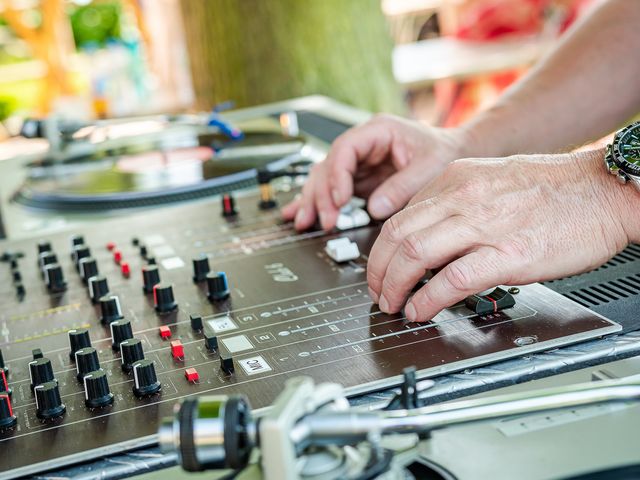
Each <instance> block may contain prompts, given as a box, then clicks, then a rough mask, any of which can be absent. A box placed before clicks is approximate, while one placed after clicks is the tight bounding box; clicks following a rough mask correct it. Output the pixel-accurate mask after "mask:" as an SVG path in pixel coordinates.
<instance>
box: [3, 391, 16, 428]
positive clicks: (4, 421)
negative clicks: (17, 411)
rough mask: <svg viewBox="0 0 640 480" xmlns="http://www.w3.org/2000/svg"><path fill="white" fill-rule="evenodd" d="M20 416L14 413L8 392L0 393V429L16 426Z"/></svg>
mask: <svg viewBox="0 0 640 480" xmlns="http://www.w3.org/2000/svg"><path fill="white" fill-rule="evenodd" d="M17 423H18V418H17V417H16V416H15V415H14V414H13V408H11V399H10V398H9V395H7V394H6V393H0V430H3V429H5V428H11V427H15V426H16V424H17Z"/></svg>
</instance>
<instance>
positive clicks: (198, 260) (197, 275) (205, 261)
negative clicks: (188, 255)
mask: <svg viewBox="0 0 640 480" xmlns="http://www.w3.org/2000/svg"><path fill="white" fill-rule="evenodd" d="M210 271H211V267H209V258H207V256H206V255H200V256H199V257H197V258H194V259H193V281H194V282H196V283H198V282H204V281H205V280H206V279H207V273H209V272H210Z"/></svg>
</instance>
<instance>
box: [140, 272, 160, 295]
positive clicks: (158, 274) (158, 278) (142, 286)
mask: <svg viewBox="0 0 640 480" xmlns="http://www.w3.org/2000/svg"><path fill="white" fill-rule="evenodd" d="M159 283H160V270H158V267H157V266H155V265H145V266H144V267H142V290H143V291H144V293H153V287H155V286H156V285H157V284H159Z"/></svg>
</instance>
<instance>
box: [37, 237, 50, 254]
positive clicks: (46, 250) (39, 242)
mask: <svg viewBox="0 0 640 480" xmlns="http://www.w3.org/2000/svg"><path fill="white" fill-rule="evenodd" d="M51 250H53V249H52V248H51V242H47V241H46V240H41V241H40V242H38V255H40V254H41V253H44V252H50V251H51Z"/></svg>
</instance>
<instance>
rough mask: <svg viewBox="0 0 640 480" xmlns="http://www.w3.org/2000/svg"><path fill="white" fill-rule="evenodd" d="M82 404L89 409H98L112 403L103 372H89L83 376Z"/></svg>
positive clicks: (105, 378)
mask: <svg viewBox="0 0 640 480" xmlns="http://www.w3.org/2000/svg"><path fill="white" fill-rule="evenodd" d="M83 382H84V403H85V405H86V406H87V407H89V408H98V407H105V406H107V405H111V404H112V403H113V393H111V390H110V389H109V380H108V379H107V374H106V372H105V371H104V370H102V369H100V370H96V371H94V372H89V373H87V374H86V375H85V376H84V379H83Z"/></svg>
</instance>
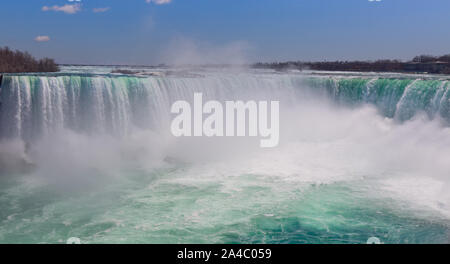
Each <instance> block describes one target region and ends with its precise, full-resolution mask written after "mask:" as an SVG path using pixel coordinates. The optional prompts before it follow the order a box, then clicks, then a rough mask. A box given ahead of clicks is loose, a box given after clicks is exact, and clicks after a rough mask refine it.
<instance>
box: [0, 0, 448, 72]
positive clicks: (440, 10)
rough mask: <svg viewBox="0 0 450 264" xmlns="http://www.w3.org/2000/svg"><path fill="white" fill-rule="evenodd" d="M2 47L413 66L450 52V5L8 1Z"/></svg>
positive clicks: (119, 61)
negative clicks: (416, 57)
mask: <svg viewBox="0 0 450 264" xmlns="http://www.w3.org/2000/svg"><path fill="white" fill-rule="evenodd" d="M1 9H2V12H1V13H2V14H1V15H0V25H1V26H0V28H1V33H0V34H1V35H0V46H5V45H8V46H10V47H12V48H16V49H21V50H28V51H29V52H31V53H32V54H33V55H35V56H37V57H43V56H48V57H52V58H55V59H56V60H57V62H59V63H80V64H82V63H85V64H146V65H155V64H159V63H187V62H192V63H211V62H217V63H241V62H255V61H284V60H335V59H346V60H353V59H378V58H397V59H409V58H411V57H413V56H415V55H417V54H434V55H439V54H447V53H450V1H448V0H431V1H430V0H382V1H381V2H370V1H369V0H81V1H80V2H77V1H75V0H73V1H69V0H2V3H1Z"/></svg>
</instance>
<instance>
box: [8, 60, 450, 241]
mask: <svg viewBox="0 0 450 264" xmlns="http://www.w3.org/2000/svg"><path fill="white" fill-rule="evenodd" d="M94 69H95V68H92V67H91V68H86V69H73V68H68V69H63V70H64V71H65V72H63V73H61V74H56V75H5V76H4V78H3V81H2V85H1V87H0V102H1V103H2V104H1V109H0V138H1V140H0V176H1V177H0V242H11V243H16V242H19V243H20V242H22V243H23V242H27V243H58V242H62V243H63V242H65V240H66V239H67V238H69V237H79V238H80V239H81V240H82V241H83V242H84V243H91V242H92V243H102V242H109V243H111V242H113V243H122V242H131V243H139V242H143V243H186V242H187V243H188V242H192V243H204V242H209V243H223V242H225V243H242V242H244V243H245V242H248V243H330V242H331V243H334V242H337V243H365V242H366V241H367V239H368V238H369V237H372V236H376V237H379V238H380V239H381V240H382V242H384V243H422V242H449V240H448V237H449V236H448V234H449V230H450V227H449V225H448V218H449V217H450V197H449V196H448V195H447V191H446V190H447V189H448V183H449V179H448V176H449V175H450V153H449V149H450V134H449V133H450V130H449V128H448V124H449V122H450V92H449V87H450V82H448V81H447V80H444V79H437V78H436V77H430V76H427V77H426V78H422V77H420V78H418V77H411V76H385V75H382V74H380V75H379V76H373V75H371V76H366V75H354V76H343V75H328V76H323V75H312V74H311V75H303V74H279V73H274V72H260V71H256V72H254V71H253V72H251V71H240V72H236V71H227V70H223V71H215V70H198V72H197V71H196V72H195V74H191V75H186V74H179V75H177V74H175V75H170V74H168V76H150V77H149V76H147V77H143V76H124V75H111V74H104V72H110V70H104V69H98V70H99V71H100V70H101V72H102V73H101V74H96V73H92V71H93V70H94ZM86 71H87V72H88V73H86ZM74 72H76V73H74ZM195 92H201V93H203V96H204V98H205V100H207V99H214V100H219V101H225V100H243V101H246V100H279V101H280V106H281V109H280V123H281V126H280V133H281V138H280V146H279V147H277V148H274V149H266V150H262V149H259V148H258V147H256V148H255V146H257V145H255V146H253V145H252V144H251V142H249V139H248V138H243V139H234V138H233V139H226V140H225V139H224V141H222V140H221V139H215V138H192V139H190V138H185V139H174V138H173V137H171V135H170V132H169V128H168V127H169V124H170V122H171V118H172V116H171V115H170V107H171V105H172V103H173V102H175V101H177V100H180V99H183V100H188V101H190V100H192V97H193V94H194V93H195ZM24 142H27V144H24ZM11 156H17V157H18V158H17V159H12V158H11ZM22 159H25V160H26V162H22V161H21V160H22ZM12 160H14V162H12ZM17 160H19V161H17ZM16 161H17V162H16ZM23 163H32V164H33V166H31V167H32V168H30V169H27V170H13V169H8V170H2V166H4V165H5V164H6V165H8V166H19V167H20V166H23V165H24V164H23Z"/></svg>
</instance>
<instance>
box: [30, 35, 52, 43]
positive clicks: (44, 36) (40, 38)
——
**Work item:** Return each line of the items above that contains the string "positive", treating uppercase and lowercase letters as different.

**Expected answer:**
positive clicks: (4, 421)
positive clicks: (198, 260) (197, 275) (205, 261)
positive clicks: (158, 274) (158, 278) (142, 286)
positive clicks: (46, 250) (39, 242)
positive clicks: (105, 378)
positive clicks: (440, 10)
positive clicks: (119, 61)
positive clicks: (44, 36) (40, 38)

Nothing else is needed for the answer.